Task to complete: Each line of the records that holds the word "hair" should be copied out.

-----

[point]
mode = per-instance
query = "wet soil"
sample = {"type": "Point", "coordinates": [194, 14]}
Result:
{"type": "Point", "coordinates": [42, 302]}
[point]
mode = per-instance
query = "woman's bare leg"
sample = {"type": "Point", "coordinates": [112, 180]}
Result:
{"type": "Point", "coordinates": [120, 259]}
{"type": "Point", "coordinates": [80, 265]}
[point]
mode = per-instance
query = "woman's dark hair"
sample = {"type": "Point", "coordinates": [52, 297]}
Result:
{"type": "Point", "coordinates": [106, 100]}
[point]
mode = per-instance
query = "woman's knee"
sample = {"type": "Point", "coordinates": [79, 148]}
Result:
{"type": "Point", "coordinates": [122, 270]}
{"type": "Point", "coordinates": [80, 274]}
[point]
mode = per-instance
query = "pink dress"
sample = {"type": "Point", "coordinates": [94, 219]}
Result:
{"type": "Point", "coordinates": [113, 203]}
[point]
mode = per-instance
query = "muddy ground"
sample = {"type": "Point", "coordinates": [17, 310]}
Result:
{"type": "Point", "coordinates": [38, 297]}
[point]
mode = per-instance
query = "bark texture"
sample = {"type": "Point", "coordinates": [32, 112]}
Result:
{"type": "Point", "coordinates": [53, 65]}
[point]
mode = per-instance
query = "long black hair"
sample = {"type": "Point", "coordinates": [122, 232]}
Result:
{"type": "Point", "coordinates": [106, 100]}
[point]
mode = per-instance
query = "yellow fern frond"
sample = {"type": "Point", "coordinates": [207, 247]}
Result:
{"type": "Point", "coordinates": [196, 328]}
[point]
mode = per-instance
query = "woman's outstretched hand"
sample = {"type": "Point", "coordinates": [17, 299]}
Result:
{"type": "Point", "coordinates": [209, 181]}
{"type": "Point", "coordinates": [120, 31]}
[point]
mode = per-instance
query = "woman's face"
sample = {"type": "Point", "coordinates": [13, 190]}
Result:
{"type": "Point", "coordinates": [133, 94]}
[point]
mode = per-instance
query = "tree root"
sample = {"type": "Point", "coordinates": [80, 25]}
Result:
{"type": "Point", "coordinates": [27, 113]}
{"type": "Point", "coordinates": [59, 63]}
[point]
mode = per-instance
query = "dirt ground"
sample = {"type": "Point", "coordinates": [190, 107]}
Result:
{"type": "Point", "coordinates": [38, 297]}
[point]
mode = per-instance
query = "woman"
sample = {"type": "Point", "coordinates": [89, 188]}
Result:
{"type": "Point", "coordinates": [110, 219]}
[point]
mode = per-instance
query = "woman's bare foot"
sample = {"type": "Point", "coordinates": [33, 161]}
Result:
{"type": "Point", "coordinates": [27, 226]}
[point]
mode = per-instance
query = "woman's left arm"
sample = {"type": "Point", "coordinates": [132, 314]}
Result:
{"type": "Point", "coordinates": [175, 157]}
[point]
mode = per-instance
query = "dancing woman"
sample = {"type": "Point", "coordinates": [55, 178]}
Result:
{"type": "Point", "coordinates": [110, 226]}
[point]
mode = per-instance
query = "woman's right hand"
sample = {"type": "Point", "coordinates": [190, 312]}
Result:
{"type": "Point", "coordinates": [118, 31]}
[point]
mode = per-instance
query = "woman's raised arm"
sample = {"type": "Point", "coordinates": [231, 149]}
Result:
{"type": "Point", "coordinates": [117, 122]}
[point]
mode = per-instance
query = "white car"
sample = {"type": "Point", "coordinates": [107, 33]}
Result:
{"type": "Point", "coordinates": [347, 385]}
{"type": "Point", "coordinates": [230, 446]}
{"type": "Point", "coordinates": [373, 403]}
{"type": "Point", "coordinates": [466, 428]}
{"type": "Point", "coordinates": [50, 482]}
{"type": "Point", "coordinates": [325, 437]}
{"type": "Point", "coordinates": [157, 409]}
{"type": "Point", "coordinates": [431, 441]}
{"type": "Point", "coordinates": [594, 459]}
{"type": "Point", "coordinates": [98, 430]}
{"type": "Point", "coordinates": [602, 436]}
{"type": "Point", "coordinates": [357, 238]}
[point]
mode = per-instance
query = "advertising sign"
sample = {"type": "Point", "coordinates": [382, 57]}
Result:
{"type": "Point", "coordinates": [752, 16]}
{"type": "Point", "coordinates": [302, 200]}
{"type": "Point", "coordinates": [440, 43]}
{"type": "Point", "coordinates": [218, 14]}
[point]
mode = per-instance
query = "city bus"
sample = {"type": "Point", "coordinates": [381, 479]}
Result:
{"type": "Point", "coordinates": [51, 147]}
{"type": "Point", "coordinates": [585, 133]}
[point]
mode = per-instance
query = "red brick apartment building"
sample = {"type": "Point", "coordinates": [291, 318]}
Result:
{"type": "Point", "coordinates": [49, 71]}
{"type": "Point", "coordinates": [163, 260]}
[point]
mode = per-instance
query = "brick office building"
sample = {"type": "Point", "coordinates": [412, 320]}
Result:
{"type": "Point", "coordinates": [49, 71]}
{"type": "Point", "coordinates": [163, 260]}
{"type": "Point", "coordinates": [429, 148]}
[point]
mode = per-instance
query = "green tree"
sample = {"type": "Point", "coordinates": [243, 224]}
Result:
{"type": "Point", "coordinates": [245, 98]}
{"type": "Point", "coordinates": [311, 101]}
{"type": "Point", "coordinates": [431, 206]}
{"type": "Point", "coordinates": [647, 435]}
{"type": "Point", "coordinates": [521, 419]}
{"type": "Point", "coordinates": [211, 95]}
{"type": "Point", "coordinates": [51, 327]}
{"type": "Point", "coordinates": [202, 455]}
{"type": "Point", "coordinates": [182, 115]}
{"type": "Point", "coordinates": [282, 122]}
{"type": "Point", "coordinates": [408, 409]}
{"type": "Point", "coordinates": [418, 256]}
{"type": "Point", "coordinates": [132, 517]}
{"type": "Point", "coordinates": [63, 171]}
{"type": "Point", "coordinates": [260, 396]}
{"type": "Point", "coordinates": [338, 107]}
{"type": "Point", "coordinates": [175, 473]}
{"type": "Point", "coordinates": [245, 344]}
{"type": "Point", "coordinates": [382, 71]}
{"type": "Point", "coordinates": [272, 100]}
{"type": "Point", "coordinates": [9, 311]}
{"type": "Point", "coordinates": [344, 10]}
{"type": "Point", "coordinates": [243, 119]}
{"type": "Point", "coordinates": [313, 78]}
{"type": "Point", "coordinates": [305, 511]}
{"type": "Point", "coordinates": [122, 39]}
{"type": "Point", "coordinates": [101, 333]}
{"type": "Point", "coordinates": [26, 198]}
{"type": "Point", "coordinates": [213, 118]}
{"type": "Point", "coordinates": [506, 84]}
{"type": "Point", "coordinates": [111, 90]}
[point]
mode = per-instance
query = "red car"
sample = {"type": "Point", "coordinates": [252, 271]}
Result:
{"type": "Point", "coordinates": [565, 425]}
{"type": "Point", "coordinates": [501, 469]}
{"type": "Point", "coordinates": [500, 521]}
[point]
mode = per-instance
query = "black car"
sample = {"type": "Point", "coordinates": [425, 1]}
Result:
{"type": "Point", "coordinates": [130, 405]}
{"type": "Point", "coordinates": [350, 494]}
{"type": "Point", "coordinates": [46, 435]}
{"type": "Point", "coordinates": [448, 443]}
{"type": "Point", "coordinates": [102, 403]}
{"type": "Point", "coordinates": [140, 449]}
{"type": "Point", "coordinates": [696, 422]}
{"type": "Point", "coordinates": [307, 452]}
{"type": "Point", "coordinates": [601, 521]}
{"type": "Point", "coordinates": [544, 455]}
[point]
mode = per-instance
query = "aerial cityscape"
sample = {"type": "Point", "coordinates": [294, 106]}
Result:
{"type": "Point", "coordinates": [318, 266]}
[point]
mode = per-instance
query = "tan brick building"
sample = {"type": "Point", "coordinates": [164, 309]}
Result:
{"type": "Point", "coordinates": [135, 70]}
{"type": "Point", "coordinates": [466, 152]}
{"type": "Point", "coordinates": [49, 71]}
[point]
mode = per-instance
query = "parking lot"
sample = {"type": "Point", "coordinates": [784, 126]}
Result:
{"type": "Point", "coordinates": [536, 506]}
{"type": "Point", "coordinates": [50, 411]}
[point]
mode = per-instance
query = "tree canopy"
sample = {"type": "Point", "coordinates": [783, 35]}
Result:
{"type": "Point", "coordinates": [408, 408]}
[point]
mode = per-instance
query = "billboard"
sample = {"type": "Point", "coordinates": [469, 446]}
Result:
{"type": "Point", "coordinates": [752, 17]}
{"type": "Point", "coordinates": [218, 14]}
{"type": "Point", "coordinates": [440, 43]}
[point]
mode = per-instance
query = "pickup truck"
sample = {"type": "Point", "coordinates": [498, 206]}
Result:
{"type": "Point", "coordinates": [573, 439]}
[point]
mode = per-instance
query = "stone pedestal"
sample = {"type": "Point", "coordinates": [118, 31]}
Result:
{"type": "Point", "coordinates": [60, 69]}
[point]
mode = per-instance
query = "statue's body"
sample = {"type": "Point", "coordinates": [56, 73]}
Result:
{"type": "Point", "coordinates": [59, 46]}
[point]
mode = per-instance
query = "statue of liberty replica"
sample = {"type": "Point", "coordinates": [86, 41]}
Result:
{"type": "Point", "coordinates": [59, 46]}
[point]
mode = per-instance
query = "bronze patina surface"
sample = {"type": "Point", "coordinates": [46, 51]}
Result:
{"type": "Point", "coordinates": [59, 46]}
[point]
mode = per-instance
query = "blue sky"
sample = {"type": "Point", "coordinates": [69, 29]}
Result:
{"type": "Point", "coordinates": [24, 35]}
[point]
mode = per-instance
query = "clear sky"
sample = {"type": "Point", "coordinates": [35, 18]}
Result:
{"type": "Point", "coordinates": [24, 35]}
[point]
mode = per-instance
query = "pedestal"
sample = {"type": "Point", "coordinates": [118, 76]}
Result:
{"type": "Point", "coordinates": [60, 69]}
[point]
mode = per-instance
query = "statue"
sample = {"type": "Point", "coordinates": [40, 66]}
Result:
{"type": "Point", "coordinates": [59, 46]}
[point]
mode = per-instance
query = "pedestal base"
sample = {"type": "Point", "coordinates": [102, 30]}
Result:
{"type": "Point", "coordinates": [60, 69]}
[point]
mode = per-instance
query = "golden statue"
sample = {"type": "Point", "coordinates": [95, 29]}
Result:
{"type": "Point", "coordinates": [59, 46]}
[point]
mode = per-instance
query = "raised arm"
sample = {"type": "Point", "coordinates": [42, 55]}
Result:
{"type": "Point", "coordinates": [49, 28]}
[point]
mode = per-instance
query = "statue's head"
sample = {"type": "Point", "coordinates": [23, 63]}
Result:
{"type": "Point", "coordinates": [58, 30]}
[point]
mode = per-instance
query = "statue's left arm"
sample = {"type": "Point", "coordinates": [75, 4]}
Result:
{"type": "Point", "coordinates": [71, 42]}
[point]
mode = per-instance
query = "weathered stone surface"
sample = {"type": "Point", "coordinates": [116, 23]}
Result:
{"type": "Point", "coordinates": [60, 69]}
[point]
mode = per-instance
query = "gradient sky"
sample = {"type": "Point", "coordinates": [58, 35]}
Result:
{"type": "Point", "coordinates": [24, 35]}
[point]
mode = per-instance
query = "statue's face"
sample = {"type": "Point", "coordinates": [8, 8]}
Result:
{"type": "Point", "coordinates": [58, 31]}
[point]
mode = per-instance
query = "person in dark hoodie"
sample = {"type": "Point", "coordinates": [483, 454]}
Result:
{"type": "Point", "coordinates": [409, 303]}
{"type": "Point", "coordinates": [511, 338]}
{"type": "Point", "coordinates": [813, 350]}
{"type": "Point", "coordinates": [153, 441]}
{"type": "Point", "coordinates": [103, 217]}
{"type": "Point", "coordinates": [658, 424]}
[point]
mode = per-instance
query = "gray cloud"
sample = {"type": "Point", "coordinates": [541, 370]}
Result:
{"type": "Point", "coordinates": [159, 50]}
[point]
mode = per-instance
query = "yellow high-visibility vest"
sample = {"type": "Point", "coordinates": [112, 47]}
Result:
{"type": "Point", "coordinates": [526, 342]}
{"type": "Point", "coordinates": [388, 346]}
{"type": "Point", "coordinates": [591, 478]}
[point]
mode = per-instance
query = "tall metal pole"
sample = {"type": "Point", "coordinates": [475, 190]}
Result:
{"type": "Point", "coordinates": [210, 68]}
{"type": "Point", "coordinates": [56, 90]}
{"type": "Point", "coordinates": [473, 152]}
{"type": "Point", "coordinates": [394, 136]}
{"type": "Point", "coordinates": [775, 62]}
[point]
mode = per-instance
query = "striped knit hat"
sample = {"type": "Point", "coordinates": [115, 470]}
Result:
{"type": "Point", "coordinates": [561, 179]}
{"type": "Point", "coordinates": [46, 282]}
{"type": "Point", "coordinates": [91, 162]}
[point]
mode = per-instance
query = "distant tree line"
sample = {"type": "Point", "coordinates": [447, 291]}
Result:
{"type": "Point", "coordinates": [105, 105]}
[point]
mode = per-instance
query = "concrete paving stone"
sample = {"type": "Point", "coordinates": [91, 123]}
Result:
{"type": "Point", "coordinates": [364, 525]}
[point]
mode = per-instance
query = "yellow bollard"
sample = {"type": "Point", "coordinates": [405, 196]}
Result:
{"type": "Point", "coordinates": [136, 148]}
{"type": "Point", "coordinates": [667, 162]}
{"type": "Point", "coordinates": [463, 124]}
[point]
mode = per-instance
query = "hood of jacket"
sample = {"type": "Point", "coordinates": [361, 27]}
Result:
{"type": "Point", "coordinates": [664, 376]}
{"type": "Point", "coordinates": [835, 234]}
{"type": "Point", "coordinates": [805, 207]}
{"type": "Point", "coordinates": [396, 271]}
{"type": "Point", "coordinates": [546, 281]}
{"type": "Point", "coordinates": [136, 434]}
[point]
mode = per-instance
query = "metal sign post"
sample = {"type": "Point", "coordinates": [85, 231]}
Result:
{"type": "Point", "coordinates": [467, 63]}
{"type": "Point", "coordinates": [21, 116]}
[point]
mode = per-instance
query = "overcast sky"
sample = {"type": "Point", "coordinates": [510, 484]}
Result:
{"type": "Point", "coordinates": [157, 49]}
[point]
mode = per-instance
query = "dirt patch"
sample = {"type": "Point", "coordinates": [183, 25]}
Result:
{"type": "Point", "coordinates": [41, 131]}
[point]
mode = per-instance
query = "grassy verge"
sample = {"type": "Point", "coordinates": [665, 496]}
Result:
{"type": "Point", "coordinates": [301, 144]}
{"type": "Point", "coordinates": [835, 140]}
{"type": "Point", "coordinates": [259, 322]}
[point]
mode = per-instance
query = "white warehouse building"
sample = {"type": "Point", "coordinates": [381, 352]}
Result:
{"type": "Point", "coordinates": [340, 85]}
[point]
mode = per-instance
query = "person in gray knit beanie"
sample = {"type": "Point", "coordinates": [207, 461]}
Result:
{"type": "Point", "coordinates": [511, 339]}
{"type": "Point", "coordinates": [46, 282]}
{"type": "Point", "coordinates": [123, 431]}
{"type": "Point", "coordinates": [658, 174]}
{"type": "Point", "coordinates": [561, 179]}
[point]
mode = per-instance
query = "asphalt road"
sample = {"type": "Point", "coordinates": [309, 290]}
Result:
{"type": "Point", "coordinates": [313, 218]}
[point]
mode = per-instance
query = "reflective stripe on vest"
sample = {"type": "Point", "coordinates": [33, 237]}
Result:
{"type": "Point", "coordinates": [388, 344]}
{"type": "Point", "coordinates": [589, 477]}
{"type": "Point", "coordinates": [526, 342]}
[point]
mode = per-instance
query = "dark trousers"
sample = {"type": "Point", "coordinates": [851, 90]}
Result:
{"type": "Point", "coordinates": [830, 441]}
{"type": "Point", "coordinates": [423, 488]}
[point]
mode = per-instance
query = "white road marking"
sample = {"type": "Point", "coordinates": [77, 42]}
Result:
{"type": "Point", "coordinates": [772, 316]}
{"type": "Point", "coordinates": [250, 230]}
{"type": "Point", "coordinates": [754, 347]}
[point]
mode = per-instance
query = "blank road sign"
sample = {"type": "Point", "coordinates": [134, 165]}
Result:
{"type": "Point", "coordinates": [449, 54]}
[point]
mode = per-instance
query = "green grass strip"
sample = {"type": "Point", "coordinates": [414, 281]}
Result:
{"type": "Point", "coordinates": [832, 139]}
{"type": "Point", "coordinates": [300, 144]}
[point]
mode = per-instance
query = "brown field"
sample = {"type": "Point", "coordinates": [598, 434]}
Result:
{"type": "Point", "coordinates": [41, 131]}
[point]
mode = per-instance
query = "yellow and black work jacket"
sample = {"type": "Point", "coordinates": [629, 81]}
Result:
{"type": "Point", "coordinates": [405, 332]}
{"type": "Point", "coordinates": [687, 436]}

-----

Exercise result:
query = "woman's dark hair"
query = "long black hair"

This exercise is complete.